Menurut istilah ulama ahli hadits, [siapa?] hadits yaitu apa yang diriwayatkan dari Nabi Muhammad , baik berupa perkataan, perbuatan, ketetapannya ( Arab: taqrîr), sifat jasmani atau sifat akhlak, perjalanan setelah diangkat sebagai Nabi ( Arab: bi'tsah) dan terkadang juga sebelumnya, sehingga arti hadits di sini semakna dengan sunnah.
Kata hadits yang mengalami perluasan makna sehingga disinonimkan
dengan sunnah, maka pada saat ini bisa berarti segala perkataan (sabda),
perbuatan, ketetapan maupun persetujuan dari Nabi Muhammad yang dijadikan ketetapan ataupun hukum. [1] Kata hadits itu sendiri adalah bukan kata infinitif, [2] maka kata tersebut adalah kata benda. [3]
Struktur hadits
Secara struktur hadits terdiri atas dua komponen utama yakni sanad/isnad (rantai penutur) dan matan (redaksi).

▶ **Ringkasan Tugas 1**
Kumpulkan setiap baris listing yang memuat kata "bridge".
Teks di atas tidak berhubungan dengan listing.

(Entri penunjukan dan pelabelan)
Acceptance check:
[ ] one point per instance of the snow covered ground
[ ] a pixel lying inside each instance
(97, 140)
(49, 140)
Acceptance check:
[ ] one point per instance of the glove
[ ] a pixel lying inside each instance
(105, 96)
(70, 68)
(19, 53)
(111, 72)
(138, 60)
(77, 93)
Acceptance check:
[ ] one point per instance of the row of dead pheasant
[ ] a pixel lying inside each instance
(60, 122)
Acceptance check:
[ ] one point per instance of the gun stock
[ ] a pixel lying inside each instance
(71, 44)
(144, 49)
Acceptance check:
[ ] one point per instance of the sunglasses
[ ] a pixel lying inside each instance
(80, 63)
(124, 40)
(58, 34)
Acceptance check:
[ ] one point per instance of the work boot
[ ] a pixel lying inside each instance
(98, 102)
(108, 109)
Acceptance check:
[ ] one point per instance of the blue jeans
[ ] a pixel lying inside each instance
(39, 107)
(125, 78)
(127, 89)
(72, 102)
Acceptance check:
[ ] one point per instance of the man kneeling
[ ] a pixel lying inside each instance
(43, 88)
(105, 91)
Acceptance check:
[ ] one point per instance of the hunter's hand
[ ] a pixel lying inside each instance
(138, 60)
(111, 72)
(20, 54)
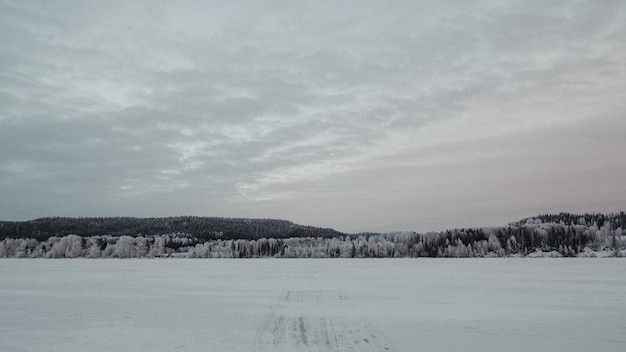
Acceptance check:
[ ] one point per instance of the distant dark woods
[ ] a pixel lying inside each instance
(561, 234)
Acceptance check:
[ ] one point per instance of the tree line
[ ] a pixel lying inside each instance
(557, 235)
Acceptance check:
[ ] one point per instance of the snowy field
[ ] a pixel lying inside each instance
(313, 305)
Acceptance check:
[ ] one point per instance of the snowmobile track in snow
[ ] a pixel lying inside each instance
(301, 321)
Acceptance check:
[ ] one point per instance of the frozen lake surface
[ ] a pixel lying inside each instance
(313, 305)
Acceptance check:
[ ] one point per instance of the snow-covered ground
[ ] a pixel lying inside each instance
(512, 304)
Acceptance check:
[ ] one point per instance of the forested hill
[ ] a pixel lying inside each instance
(551, 235)
(202, 228)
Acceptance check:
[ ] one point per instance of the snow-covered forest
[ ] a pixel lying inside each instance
(553, 235)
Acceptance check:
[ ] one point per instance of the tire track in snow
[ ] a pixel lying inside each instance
(301, 321)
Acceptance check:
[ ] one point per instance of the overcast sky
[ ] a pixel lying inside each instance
(356, 115)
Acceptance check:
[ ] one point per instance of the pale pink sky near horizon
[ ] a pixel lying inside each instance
(360, 116)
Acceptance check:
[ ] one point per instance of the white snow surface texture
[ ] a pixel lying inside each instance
(512, 304)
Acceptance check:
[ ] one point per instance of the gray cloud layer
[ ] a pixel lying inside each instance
(355, 115)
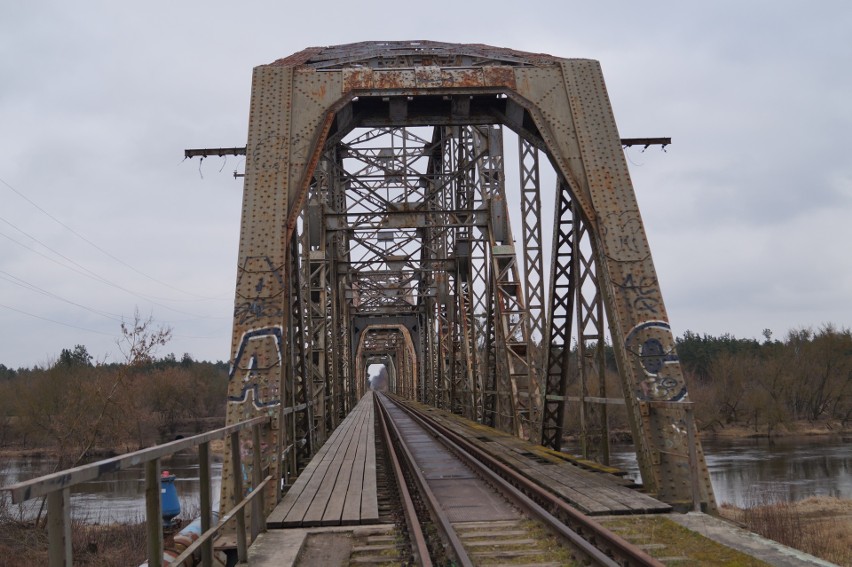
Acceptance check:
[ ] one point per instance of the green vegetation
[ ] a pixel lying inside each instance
(752, 387)
(663, 538)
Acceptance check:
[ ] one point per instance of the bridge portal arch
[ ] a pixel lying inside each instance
(420, 228)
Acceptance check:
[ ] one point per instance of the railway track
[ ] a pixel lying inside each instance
(463, 507)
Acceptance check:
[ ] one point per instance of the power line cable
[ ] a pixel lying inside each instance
(90, 274)
(56, 322)
(32, 287)
(108, 254)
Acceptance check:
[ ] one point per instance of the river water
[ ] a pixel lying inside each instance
(116, 497)
(743, 472)
(746, 472)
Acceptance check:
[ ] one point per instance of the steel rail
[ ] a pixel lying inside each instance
(438, 516)
(609, 548)
(415, 533)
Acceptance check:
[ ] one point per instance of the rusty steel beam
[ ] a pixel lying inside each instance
(376, 227)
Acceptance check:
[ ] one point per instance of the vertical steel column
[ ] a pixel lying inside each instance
(591, 354)
(561, 310)
(518, 385)
(533, 275)
(303, 419)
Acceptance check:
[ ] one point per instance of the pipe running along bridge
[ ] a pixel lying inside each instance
(376, 229)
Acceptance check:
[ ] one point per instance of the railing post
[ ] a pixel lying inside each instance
(206, 504)
(257, 506)
(693, 457)
(153, 513)
(237, 490)
(59, 528)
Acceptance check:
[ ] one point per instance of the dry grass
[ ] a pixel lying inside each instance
(22, 543)
(115, 545)
(821, 526)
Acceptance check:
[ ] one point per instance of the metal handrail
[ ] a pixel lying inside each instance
(57, 488)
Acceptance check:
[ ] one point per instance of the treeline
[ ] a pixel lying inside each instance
(765, 385)
(75, 408)
(769, 384)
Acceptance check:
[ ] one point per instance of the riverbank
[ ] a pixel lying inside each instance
(821, 525)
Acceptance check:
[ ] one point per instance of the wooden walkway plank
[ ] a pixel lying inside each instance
(346, 478)
(369, 494)
(334, 477)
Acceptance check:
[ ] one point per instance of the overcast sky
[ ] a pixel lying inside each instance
(749, 212)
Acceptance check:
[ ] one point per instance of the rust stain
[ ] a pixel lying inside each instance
(357, 78)
(499, 75)
(402, 79)
(319, 94)
(461, 78)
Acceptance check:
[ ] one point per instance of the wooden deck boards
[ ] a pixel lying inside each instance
(338, 486)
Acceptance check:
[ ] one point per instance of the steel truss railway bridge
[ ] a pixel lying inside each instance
(381, 185)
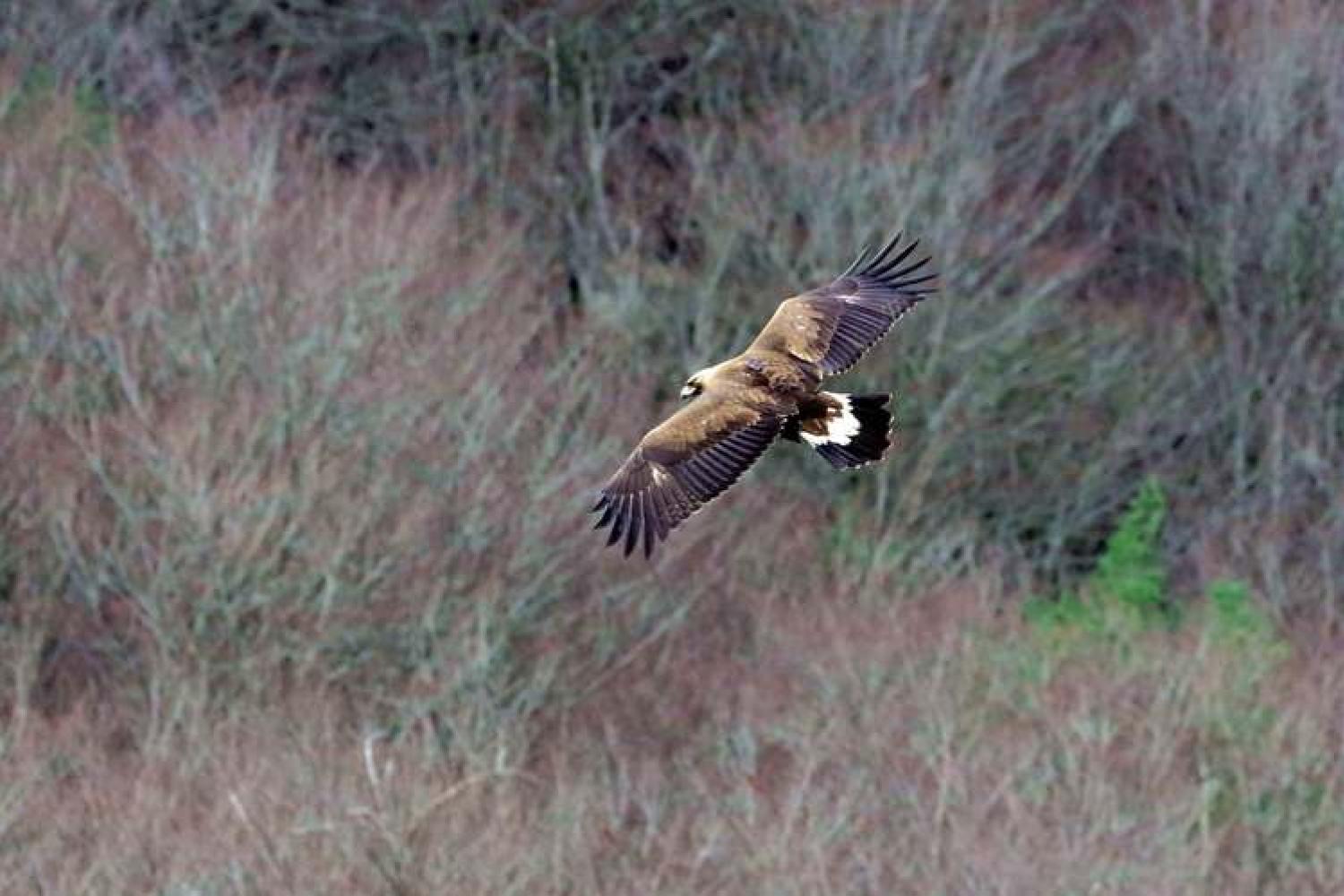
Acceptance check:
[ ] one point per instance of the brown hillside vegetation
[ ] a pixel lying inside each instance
(320, 324)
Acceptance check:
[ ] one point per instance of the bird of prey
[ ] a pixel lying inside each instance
(738, 408)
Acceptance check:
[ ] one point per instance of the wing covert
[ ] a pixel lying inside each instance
(835, 325)
(682, 465)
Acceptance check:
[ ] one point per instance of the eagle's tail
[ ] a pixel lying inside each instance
(859, 435)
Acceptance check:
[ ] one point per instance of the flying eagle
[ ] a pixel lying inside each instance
(742, 405)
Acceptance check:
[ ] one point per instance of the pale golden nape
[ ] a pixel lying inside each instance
(741, 406)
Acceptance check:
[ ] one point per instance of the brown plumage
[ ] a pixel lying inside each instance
(742, 405)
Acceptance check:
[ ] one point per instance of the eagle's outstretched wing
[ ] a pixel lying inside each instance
(835, 325)
(680, 466)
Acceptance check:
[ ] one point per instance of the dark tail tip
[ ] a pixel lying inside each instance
(873, 440)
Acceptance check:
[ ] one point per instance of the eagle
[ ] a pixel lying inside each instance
(738, 408)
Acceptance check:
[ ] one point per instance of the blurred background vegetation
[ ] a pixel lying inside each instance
(322, 322)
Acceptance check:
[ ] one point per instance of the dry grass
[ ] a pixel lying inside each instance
(926, 745)
(306, 382)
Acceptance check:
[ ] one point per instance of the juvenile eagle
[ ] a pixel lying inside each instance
(742, 405)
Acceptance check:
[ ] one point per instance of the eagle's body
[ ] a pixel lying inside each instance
(771, 390)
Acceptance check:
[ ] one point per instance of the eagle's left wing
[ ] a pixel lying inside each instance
(836, 324)
(680, 466)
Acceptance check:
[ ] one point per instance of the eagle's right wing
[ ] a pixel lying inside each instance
(680, 466)
(835, 325)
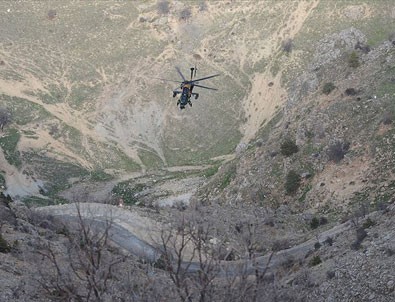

▶ **Ringkasan Tugas 2**
Menurut teks tentang hadits, apa saja yang kini bisa dicakup oleh kata hadits setelah maknanya disinonimkan dengan sunnah? Sebutkan semuanya.

▶ **Hasil Akhir 1**
[ ] one point per instance of the bridge portal arch
[ ] one point per instance of the pipe running along bridge
[ ] one point per instance of the steel truss railway bridge

▶ **Hasil Akhir 2**
- perkataan (sabda)
- perbuatan
- ketetapan
- persetujuan